==== Selected text ====

Thus, a good rule of thumb is to have an exchange wallet to trade cryptocurrencies, a hot wallet to store the small and medium holdings that you wish to trade less often.
Finally, we would recommend that you store your long term or sizable cryptocurrency holdings in a cold wallet for safety.
As without the private keys, you technically do not own the cryptocurrency.
There here been instances like when Thodex a Turkish cryptocurrency that went offline with its CEO reportedly leaving the country with its customers’ cryptocurrency.
D Is for Decentralised Finance
Decentralized finance (DeFi) is the term given to decentralised financial services on the blockchain that have no central authority behind them.
DeFi can provide a transparent and open alternative to virtually any financial service you use today.
Potentially, DeFi can replace your traditional lending, banking, insurance and stock trading services that can be used by anyone with a device and an internet connection.
DeFi is mainly built on smart contracts: programs with a very specific set of procedures that once deployed no one can change. The terms of the smart contract are written in the code and will automatically execute without the need of a third party to enforce some/all of the clauses if one of the parties changes their mind.
These programs fall under the category of decentralized applications (dapps) that operate on a smart contract network like Ethereum.
Simply put, decentralised apps are built and on a decentralised platform and are not controlled by any one entity.
E Is for Ethereum
Founded in 2015, Ethereum is one of the longest-lasting decentralised open-source blockchain platform that allows users to execute smart contracts and build applications.
In addition, you can actually create other cryptocurrencies off the Ethereum platform.
F Is for FUD
FUD stands for fear, uncertainty, and doubt.
In the crypto world, FUD refers to efforts designed to influence perception by spreading overtly negative or false information about a cryptocurrency on social media, mainstream news sites, and other communication channels.
This may the value of a cryptocurrency to drop based on the bad news instead of the cryptocurrency’s fundamentals.
G Is For Gas
Gas refers to the fee charged for processing a transaction or contract on the Ethereum blockchain network.
This fee is denominated in gwei: a small fraction of ETH where 1 gwei = 0.000000001 ether.
According to Etherscan, the average ETH Gas price charged for each transaction at the time of writing is 94 gwei (~US$5.05).
H Is for HODL
HODL is a famous misspelling of the word ‘hold’ that originated on the early crypto forums.

==== Given material ====

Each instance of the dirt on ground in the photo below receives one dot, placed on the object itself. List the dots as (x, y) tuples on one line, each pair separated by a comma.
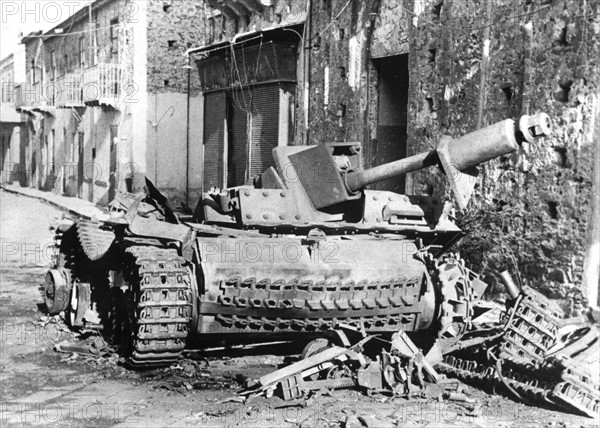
[(40, 386)]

====

> **Work to do**
[a] Decide whether each statement agrees with the cryptocurrency glossary, answering yes or no and quoting the words from the text that decide it: (i) Ethereum was founded in 2015. (ii) Gas fees on Ethereum are denominated in satoshi. (iii) The glossary recommends keeping long-term or sizable holdings in a hot wallet.
[b] Retype the part of the cryptocurrency glossary that opens with the words containing "Simply put, decentralised" and closes with "the Ethereum platform.", keeping its wording unchanged.

> **Answer set**
[a]
(i) Yes: "Founded in 2015, Ethereum is one of the longest-lasting decentralised open-source blockchain platform"
(ii) No: "This fee is denominated in gwei"
(iii) No: "we would recommend that you store your long term or sizable cryptocurrency holdings in a cold wallet for safety"

[b]
Simply put, decentralised apps are built and on a decentralised platform and are not controlled by any one entity.
E Is for Ethereum
Founded in 2015, Ethereum is one of the longest-lasting decentralised open-source blockchain platform that allows users to execute smart contracts and build applications.
In addition, you can actually create other cryptocurrencies off the Ethereum platform.